§ **Text block**
# # # # #
Note that had sources src-B and src-C not been deleted earlier, messages sent to them could have been successfully received and processed during this entire 15-second period. However, any subsequent messages for topic "A" would need to be buffered until T=15. After the unrecoverable loss event is delivered for topic A sequence_number 4, subsequently received and buffered messages for topic "A" are delivered.
During the previous 15 seconds, the source-side had sent a number of topic-level TSNI (for topic A) and transport-level session messages. At this point, the publishing application deletes source "A". Since sources "B" and "C" were deleted earlier, "A" was the last source mapped to the Transport Session. So UM deletes the Transport Session.
Note that no indication is sent from the source side to inform receivers of the removal of the sources, nor the Transport Session. So the receive-side transport layer has to time out the Transport Session after 60 seconds of inactivity (see transport_lbtrm_activity_timeout (receiver)).
The receive-side transport layer then informs both Delivery Controllers of the End Of Session event, which the Delivery Controllers pass onto the application receiver callback for each topic. The lbm_msg_t structure has an event type of LBM_MSG_EOS. The delivery controllers and the receive-side transport layer instance are then deleted.
However, note that the receiver objects will continue to exist. They are ready in case another publishing application starts up and creates sources for topics A and/or B.
# # # # #
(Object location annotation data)

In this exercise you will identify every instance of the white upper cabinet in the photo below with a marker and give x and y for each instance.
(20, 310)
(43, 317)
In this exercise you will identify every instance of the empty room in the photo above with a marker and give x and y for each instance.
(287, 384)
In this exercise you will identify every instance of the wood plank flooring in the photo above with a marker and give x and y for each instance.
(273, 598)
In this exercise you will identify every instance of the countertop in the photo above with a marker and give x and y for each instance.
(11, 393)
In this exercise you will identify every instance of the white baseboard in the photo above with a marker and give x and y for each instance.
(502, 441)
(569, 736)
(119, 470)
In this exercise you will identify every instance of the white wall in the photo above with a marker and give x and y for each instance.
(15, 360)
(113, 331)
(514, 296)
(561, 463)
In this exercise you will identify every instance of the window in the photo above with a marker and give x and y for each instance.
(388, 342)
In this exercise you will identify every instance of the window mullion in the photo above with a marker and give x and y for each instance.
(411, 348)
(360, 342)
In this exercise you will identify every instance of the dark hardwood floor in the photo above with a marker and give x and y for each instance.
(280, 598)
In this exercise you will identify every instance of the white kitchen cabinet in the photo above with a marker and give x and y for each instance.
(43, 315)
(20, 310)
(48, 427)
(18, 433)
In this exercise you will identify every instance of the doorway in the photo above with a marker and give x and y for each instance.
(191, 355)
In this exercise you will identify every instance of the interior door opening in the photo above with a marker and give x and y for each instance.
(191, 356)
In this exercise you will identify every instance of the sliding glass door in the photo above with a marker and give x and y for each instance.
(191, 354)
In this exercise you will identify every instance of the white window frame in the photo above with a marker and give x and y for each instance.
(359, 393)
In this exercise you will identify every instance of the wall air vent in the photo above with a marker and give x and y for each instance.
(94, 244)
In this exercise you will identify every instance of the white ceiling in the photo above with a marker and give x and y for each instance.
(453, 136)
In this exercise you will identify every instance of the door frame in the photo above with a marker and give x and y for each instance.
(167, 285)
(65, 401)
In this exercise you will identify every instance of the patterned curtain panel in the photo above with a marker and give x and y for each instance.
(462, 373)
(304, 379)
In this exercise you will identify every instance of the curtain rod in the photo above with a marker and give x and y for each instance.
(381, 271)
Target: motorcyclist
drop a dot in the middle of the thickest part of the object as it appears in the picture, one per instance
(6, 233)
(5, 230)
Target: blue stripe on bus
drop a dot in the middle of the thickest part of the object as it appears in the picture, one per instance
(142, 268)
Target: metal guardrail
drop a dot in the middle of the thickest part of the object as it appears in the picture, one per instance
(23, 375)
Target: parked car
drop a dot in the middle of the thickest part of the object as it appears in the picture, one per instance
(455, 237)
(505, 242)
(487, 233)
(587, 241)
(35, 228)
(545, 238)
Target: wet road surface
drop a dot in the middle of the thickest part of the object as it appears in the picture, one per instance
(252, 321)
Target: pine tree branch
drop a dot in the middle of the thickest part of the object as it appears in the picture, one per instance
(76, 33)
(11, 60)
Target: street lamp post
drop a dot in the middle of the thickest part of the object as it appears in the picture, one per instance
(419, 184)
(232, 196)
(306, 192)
# # # # #
§ **To be done**
#1 Answer these questions about the transport session text:
(a) After how many seconds of inactivity does the receive-side transport layer time out the Transport Session?
(b) What event type does the lbm_msg_t structure have?
(c) Which source was the last one mapped to the Transport Session?
#2 Echo the transport session text, beginning with the words "The receive-side transport layer then" and ending after the words "are then deleted.".

§ **Per-task outputs**
#1
(a) 60 seconds
(b) LBM_MSG_EOS
(c) Source "A"

#2
The receive-side transport layer then informs both Delivery Controllers of the End Of Session event, which the Delivery Controllers pass onto the application receiver callback for each topic. The lbm_msg_t structure has an event type of LBM_MSG_EOS. The delivery controllers and the receive-side transport layer instance are then deleted.